Viola mit Rufzeichen
CD-KRITIK / BRATSCHEN-EXOTIK
12/12/17 Es gibt Instrumente, die einem Ehrfurcht einflößen, noch bevor sie erklingen. Die Amati-Bratsche im Dresdner Kunstgewerbemuseummit der Signatur 37526 ist so eines: „Antonius & Hieronymus Fr. Amati“ steht auf dem eingeklebten Zettel.
Von Reinhard Kriechbaum
Leider ist die Jahreszahl nicht mehr zu entziffern. Aber es gibt ja dendrochronologische Methoden, und deren Ergebnis legt die zeitliche Vermutung nahe: Heinrich Schütz war 1628 in Italien und mahnte in Cremona bestellte Streichinstrumente ein, darunter mit gewisser Wahrscheinlichkeit eben jene Bratsche von Antonio und Girolamo Amati.

> _GEGEBENES MATERIAL_
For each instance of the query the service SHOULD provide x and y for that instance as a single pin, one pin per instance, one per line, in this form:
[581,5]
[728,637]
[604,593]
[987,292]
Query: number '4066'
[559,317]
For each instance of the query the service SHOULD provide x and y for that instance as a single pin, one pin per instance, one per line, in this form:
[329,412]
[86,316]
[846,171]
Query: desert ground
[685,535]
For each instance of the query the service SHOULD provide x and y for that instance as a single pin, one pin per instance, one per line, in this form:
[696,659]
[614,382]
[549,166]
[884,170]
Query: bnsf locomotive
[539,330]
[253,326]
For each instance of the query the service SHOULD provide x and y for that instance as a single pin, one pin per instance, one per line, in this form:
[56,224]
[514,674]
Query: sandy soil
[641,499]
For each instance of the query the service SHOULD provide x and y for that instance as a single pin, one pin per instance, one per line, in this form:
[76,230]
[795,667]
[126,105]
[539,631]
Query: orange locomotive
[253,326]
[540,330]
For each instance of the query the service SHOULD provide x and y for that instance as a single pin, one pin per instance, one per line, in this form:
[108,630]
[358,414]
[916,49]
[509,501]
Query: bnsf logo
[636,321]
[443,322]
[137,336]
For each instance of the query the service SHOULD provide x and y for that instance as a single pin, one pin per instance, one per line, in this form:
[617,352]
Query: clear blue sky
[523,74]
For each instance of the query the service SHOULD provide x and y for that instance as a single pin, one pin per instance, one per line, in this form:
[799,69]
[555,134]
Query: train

> _ÜBUNGSAUFGABEN_
1. Fasse den Absatz des Textauszugs, der mit „Leider ist die Jahreszahl“ beginnt, als knappe Stichpunktliste zusammen und behalte dabei seine wesentlichen Fakten bei.
2. Nenne alle Städte und Länder, die im Textauszug erwähnt werden, auch wenn sie nur in einer abgeleiteten Form vorkommen.
3. Setze den Textauszug über die Amati-Bratsche im Anschluss an seinen letzten Satz fort.
Für die Bearbeitung ist das Material nicht erforderlich.

> _LÖSUNGEN_
1.
- Die Jahreszahl auf dem Zettel ist nicht mehr zu entziffern.
- Dendrochronologische Methoden legen eine zeitliche Vermutung nahe.
- Heinrich Schütz war 1628 in Italien und mahnte in Cremona bestellte Streichinstrumente ein.
- Darunter war mit gewisser Wahrscheinlichkeit diese Bratsche von Antonio und Girolamo Amati.

2.
- Dresden (in „Dresdner Kunstgewerbemuseum“)
- Italien
- Cremona

3.
Gut möglich, dass genau dieses Instrument schließlich unter seiner Leitung in den Gottesdiensten in der Dresdner Hofkirche gespielt worden ist. Jedenfalls gehörte die Amati-Bratsche über die folgenden Jahrhunderte zum kirchenmusikalischen Instrumentenbestand. Sie überstand die Bombennacht des 13. Februar 1945 dank beherztem Einsatz einiger Kapellmitglieder. Und noch einmal, als sie gestohlen wurde, war sie in Gefahr.
Nun ist sie im Museum: ein Beispiel für ein immer verwendetes, deshalb mehrmals umgebautes Instrument. Es atmet nicht unbedingt Klang-Authentizität, aber Geschichte. Im Kunstgewerbemuseum steht auch ein zweimanualiges Cembalo, von dem aus Johann Adolph Hasse die Aufführungen in der Dresdner Hofoper leitete. Also auch ein Ding mit historischem Gewicht.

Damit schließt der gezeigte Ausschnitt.